--- Set task ---
Report each line in the entries below that contains the string "store". Case matters.

(Dataset rows showing where objects appear)
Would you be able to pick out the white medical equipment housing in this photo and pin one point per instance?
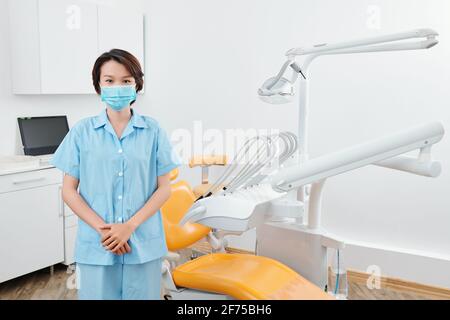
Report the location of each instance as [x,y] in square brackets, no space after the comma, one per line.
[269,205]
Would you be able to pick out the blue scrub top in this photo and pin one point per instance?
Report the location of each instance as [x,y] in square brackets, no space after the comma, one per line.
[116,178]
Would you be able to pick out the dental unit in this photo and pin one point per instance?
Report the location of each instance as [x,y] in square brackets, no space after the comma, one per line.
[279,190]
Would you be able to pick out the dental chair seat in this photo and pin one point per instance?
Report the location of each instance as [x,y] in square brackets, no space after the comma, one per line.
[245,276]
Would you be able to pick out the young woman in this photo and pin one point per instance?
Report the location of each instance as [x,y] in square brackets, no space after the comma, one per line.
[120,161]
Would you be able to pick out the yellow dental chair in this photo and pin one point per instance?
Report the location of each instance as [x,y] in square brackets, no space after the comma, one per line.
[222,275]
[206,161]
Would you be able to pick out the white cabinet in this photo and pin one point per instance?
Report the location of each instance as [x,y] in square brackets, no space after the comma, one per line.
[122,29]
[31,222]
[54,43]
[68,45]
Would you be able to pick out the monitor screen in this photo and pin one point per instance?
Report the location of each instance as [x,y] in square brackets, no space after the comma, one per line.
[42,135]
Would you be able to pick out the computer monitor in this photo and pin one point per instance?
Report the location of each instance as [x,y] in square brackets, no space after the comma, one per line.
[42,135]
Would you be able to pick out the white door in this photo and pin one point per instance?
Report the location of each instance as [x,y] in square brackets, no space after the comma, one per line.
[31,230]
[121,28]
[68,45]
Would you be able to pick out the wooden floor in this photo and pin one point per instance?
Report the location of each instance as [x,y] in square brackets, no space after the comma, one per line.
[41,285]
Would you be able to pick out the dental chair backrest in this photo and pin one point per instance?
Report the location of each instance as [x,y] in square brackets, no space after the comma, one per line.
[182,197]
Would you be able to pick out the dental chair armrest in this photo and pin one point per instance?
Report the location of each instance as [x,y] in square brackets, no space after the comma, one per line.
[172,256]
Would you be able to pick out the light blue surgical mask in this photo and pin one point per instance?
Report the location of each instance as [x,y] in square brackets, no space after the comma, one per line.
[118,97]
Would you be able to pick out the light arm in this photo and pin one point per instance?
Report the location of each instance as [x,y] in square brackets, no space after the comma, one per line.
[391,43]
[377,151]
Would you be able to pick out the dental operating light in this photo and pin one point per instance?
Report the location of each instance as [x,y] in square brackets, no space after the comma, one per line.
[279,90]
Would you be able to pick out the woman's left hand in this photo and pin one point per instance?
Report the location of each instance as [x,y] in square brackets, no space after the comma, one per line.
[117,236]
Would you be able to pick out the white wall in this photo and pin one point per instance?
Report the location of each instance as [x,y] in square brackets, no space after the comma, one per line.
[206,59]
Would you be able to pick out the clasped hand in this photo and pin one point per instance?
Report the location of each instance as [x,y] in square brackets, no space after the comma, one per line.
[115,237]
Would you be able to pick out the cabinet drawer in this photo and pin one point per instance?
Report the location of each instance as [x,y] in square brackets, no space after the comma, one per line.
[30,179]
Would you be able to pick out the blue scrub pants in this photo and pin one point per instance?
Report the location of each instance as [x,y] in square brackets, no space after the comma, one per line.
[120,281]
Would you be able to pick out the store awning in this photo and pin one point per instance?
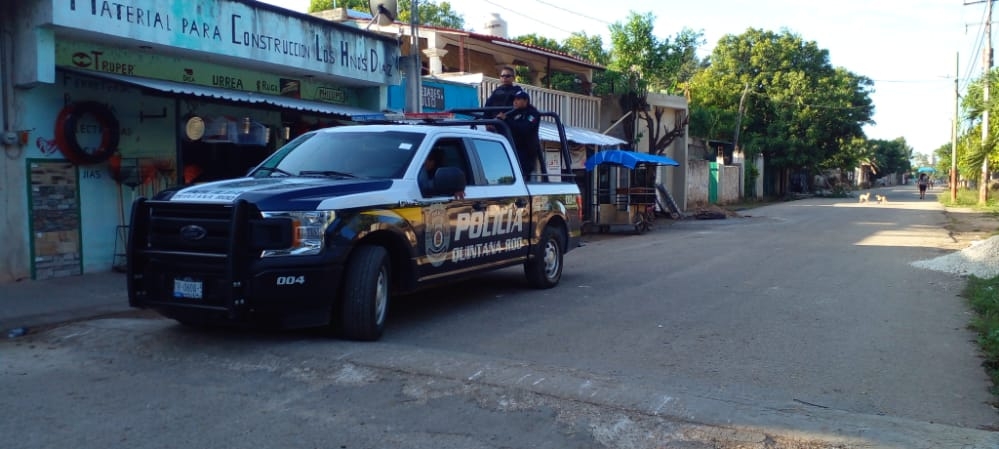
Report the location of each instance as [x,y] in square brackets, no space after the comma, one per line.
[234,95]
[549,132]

...

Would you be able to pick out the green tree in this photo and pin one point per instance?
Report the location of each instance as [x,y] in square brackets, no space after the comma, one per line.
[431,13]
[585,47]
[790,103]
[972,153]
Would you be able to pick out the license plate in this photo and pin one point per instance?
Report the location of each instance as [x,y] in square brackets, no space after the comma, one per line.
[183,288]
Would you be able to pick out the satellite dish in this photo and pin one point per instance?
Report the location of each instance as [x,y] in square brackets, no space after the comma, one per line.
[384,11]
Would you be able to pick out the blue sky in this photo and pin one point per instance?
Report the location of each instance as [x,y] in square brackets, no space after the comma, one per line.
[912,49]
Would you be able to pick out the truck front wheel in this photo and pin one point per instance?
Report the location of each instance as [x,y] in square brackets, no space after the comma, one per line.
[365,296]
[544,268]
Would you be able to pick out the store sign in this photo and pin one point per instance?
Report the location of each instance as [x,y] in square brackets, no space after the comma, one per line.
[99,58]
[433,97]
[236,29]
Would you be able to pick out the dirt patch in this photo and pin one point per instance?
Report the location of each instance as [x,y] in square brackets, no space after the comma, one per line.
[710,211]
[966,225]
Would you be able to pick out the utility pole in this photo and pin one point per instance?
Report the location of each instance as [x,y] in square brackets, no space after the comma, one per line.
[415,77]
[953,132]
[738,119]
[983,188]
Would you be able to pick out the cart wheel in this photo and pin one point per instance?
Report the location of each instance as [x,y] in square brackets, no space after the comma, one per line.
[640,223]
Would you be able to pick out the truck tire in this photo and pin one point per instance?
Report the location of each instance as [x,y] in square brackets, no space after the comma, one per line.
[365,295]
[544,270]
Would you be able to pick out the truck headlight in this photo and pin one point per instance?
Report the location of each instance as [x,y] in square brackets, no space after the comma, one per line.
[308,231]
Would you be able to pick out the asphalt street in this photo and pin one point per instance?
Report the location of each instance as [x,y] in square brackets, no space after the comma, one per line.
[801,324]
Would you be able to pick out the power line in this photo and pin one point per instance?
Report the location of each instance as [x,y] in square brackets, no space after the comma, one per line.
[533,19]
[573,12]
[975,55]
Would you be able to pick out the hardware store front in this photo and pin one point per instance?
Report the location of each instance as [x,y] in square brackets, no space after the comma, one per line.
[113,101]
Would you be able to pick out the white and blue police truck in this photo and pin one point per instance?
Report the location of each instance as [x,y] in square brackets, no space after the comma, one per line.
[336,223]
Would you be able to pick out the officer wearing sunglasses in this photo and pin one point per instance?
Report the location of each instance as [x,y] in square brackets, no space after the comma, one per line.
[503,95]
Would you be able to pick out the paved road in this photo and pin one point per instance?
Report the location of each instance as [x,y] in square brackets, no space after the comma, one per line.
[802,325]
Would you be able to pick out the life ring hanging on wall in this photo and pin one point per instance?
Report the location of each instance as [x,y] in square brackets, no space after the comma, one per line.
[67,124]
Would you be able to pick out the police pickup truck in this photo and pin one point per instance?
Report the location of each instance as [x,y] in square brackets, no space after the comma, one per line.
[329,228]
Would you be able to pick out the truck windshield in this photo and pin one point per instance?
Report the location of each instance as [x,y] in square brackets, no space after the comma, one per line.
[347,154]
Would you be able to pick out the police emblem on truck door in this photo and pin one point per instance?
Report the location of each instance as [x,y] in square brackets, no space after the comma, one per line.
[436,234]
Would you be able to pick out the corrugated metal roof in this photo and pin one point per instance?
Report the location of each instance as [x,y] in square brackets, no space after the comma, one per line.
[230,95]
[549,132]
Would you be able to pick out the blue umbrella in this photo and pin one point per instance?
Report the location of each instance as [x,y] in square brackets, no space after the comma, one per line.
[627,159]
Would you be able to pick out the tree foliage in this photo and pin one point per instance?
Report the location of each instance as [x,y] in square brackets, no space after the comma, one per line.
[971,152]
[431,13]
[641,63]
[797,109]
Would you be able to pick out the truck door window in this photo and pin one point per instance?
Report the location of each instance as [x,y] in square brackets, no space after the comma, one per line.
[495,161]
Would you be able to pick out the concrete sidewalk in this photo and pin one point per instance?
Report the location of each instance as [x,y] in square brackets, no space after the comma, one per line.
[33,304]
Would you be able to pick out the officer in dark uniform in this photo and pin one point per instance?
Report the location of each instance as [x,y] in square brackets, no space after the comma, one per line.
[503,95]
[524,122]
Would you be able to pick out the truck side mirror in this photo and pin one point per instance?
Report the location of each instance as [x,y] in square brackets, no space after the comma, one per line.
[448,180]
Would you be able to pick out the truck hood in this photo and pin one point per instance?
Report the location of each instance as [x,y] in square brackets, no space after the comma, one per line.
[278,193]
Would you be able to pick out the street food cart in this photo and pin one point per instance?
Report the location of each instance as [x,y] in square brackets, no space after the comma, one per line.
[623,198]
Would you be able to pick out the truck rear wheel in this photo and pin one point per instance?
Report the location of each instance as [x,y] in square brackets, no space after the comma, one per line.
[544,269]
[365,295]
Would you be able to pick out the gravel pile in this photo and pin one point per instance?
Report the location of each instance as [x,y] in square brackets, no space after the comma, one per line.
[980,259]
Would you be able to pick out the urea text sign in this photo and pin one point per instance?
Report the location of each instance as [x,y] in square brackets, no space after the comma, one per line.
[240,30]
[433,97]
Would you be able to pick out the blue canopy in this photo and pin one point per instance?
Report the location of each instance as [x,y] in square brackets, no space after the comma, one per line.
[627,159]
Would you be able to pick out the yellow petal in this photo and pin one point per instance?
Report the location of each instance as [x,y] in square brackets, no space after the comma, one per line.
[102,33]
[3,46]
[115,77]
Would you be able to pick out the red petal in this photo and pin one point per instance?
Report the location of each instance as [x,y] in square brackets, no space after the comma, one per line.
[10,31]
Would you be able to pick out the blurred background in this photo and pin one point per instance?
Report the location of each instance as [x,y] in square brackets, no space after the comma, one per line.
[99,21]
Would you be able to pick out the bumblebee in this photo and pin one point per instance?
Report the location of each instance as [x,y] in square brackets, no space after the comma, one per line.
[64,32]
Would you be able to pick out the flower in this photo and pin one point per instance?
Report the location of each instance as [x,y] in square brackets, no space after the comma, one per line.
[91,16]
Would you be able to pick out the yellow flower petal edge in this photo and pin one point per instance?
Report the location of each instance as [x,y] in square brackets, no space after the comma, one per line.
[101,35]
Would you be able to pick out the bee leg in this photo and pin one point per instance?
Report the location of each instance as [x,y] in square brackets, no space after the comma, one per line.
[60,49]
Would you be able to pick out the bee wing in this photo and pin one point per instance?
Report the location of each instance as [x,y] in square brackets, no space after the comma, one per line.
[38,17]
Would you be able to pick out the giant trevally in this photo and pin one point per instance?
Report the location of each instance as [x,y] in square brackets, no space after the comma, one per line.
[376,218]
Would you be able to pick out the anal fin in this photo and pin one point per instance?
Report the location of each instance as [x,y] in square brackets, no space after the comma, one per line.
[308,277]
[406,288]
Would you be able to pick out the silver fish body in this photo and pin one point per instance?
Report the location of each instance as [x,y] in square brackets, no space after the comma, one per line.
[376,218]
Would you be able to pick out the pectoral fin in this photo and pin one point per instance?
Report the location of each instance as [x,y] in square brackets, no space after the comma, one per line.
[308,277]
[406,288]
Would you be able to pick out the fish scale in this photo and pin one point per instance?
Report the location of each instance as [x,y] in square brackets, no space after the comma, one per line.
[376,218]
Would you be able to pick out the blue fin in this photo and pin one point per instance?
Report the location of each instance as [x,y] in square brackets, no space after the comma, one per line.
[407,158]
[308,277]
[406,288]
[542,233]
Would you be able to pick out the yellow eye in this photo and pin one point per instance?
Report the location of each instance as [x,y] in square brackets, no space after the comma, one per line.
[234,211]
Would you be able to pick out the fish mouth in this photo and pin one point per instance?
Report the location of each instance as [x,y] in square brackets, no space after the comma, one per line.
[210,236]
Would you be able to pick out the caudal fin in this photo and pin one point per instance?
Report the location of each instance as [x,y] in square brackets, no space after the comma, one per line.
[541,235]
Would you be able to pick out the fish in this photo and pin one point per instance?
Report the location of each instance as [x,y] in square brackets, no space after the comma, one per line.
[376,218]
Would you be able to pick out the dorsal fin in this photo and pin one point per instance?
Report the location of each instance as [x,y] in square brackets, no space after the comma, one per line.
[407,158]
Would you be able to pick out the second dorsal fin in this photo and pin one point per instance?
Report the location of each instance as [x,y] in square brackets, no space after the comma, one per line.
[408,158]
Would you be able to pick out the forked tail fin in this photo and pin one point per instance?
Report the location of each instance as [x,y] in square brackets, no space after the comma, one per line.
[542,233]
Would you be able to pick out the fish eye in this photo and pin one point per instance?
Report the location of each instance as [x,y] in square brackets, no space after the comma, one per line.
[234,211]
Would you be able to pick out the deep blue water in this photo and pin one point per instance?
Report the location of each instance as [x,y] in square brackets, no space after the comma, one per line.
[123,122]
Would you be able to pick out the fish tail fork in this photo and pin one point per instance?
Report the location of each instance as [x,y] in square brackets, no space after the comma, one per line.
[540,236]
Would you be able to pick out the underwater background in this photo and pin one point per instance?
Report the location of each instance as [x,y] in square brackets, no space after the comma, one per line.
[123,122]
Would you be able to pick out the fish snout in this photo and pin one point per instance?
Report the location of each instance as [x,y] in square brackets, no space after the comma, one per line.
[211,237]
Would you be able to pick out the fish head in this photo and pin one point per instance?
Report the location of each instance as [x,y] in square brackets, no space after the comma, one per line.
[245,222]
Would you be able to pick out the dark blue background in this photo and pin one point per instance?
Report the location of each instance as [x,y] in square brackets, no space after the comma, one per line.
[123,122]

--- Complete response ---
Would you be able to pick out the store awning in this photo and pin one point per instance?
Would you be able to pick out the store sign in this photo and pin one point per instance?
Would you be able to pick out the hardware store front in this photo and pin one point per instance?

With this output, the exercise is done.